* _Dataset excerpts_
........
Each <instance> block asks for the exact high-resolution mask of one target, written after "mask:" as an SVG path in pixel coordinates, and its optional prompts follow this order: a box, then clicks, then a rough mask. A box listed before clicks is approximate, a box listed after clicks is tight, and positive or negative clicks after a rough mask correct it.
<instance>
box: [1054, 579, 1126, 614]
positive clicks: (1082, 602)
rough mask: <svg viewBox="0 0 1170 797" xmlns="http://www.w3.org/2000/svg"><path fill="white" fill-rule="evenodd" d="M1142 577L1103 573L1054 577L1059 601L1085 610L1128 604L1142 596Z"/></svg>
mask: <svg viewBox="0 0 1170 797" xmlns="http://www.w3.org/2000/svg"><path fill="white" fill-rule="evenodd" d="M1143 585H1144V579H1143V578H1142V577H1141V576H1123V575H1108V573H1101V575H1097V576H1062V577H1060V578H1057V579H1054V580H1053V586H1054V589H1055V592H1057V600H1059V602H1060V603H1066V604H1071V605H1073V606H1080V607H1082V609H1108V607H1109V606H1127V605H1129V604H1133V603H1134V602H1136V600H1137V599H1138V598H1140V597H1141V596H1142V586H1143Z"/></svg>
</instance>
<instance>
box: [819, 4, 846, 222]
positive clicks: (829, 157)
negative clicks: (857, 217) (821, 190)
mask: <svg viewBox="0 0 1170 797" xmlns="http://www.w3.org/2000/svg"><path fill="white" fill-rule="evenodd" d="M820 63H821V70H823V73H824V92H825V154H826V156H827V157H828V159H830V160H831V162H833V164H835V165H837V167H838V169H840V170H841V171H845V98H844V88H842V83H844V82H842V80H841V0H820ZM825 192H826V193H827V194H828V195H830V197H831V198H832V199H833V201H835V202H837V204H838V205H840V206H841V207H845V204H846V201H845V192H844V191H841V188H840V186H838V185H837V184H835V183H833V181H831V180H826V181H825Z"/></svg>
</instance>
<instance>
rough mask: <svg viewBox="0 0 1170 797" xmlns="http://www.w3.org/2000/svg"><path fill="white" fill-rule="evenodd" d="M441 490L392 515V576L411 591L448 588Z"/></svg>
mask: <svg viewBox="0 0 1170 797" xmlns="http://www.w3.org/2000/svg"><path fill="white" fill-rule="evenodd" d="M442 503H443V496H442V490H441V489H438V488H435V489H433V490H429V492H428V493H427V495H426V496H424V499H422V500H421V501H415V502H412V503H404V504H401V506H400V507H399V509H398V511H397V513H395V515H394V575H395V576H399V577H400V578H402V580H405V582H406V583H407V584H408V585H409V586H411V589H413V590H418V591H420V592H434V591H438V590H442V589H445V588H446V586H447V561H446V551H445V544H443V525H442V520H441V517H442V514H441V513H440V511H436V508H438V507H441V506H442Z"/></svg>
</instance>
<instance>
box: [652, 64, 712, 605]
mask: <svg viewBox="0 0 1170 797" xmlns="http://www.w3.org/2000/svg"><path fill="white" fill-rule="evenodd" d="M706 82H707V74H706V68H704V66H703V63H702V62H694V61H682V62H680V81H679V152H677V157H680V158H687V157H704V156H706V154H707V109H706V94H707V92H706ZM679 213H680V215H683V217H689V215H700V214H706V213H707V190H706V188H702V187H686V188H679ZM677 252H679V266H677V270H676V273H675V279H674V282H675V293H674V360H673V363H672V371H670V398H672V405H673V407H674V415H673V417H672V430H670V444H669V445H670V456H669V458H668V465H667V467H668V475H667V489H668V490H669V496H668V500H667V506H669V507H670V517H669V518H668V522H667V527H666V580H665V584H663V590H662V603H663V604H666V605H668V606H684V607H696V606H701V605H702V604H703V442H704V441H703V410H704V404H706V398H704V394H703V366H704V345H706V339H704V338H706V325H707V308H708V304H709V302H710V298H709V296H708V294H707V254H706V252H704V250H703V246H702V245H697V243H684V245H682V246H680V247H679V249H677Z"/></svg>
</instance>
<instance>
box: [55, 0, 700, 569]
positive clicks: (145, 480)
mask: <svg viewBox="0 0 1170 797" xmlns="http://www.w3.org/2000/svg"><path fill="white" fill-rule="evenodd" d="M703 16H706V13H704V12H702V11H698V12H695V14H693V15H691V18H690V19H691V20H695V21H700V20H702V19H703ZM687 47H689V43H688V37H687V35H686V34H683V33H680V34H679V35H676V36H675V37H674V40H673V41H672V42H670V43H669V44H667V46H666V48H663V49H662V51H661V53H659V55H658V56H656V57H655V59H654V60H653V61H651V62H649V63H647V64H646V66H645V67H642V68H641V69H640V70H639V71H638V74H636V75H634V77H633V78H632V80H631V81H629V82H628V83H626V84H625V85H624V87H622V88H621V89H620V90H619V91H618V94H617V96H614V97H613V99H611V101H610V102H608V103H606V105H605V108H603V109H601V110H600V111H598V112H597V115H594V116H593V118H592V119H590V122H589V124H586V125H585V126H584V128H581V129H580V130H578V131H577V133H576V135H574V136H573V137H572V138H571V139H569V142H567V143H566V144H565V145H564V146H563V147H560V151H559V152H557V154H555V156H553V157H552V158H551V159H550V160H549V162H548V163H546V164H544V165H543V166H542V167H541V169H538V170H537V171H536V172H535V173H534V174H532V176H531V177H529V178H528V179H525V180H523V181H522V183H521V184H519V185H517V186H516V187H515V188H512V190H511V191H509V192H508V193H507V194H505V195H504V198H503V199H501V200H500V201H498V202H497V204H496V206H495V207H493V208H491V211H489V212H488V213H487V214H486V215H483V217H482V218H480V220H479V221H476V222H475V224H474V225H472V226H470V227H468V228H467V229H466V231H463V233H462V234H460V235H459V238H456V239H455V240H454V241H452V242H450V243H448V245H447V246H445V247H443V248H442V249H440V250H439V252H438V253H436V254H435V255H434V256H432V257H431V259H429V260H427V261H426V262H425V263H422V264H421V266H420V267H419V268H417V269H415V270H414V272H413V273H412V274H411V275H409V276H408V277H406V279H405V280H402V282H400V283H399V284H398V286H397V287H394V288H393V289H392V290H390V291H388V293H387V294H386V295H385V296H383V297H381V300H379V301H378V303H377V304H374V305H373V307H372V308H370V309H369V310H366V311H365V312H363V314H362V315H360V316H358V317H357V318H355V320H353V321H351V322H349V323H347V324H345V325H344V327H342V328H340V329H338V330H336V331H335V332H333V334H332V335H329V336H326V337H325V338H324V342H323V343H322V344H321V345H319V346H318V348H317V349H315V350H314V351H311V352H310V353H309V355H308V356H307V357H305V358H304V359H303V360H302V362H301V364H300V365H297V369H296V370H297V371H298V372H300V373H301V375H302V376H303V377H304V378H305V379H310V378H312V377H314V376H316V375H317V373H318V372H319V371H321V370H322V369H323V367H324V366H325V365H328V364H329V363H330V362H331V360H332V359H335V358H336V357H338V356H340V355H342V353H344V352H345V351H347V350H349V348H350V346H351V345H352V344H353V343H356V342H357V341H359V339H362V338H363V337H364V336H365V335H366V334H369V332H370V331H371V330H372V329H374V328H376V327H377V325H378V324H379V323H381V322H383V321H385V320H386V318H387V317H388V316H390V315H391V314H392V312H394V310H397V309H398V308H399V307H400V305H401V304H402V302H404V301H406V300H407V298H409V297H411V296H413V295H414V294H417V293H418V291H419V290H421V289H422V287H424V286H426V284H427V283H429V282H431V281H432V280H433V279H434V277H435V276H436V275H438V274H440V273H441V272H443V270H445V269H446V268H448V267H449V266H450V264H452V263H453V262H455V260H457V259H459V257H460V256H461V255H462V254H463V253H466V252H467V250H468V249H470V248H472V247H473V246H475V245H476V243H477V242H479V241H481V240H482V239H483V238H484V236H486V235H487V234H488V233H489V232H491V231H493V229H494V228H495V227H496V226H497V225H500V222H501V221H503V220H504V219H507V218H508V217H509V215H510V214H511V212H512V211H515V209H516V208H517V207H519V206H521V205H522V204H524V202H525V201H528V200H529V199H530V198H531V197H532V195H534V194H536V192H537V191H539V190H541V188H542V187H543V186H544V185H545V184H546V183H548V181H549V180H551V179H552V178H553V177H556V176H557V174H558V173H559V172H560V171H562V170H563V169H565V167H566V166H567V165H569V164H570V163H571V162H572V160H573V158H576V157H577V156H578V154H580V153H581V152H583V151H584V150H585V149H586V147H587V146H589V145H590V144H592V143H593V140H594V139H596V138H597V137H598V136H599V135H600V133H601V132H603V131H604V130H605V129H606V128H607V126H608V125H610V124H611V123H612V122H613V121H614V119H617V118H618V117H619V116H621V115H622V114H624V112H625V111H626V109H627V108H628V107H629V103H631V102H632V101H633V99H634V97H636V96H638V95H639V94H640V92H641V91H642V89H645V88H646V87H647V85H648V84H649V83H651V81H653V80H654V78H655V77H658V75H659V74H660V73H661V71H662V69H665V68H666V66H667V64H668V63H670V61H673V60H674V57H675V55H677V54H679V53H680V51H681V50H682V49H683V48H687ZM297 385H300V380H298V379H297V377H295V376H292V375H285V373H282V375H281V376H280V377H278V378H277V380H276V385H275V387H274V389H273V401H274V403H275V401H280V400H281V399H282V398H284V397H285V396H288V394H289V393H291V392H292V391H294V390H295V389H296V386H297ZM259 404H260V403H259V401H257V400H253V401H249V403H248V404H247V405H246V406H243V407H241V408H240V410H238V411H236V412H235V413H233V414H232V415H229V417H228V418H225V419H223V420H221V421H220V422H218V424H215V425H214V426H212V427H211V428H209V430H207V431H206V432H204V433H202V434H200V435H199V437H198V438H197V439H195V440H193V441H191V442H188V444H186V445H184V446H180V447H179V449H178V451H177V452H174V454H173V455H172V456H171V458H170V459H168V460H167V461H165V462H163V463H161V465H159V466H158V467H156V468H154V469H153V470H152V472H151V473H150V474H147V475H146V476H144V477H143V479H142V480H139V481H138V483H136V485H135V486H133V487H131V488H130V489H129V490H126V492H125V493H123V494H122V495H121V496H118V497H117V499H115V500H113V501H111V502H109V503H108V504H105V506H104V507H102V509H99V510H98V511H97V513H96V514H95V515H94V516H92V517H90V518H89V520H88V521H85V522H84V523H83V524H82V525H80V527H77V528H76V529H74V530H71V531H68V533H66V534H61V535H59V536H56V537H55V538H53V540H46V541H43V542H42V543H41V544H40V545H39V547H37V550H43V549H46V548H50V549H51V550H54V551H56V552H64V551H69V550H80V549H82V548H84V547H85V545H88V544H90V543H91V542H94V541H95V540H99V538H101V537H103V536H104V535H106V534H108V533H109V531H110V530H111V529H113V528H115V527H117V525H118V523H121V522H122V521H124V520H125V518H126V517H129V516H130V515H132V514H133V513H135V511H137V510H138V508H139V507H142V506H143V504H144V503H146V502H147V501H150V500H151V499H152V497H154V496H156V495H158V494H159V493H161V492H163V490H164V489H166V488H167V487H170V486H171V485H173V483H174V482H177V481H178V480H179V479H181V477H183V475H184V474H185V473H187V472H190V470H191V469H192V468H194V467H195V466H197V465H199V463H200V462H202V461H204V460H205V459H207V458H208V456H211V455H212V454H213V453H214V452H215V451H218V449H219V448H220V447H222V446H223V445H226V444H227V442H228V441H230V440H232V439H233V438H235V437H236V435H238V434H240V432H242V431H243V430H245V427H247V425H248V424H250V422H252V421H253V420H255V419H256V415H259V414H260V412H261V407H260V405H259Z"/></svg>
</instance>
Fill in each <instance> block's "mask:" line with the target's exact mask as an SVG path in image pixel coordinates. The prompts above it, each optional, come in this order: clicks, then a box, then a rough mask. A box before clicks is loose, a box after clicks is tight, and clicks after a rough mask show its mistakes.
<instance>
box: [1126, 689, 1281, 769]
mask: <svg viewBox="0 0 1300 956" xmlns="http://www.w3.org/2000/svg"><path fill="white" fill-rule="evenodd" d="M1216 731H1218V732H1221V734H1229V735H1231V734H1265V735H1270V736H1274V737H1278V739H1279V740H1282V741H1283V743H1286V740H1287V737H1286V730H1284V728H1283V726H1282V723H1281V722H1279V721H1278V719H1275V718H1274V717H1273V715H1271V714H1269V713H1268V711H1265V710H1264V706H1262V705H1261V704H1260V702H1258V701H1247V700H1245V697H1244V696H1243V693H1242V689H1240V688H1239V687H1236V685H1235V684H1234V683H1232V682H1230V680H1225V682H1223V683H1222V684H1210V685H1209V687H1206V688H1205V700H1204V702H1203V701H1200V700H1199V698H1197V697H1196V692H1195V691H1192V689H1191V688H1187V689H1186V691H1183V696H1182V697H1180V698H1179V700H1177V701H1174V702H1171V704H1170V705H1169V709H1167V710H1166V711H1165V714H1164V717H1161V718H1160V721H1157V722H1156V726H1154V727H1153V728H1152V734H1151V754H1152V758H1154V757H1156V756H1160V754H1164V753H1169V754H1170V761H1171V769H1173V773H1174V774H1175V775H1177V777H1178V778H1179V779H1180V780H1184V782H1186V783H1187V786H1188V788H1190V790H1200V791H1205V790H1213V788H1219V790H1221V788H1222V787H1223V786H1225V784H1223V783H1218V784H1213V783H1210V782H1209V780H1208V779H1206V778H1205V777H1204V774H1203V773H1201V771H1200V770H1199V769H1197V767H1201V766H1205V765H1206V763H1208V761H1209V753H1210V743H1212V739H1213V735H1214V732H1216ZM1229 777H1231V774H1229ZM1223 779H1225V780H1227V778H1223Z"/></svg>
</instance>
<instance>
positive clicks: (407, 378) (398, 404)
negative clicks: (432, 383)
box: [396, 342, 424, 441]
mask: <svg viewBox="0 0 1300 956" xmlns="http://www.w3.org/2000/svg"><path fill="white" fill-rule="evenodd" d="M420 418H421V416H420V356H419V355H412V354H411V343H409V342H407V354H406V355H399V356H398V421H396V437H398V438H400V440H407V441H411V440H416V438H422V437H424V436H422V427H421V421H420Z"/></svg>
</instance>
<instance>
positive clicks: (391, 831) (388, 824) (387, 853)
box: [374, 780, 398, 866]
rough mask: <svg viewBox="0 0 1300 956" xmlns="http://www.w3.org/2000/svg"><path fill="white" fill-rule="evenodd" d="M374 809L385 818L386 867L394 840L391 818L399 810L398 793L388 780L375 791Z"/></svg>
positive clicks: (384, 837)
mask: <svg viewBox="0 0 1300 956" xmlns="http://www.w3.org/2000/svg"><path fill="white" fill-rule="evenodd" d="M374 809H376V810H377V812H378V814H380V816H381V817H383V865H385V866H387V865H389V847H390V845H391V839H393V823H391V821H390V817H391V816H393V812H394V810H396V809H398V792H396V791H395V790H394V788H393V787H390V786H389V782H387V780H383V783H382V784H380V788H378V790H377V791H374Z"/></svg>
........
All lines from the one containing "809L385 818L386 867L394" through the end of the records, both ends included, are to be quoted exactly; please add nothing else.

* _WORKED SOLUTION_
rough mask: <svg viewBox="0 0 1300 956" xmlns="http://www.w3.org/2000/svg"><path fill="white" fill-rule="evenodd" d="M374 809L385 818L386 867L394 840L391 818L399 810L398 793L388 780L375 791Z"/></svg>
positive clicks: (384, 837)
mask: <svg viewBox="0 0 1300 956" xmlns="http://www.w3.org/2000/svg"><path fill="white" fill-rule="evenodd" d="M374 809H376V810H377V812H378V814H380V816H381V817H383V865H385V866H387V865H389V847H390V845H391V839H393V823H391V821H390V817H391V816H393V812H394V810H396V809H398V792H396V791H395V790H394V788H393V787H390V786H389V782H387V780H383V783H382V784H380V788H378V790H377V791H374Z"/></svg>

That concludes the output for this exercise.